### Vorgegebener Text
+---+
Die Gruppen- und Zugführer, d.h. junge Männer in den Zwanzigern vom Hauptfeldwebel bis zum     Oberleutnant, tragen die Hauptverantwortung vor Ort.

In den Tagen danach machten die Soldaten ein Debriefing durch, erst im Rahmen ihrer Gruppe/Teil-einheit, dann mit dem Militärpsychologen.

Unter den Soldaten ist der Drang nach schweren Waffen, vor allem Hubschrauberunterstützung unüberhörbar. Zu spüren ist der soldatische Grundmechanismus von Kriegen „entweder wir oder die" und der kameradschaftliche Zusammenhalt als elementarer Antrieb.
+---+
### Daten

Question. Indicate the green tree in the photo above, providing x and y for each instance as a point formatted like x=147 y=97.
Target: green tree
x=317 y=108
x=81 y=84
+---+
### Aufgabenbeschreibung
Schreiben Sie aus dem Text über die Soldaten den Abschnitt von „In den Tagen“ bis einschließlich „als elementarer Antrieb.“ unverändert ab.

### Lösung der Aufgabe
In den Tagen danach machten die Soldaten ein Debriefing durch, erst im Rahmen ihrer Gruppe/Teil-einheit, dann mit dem Militärpsychologen.

Unter den Soldaten ist der Drang nach schweren Waffen, vor allem Hubschrauberunterstützung unüberhörbar. Zu spüren ist der soldatische Grundmechanismus von Kriegen „entweder wir oder die" und der kameradschaftliche Zusammenhalt als elementarer Antrieb.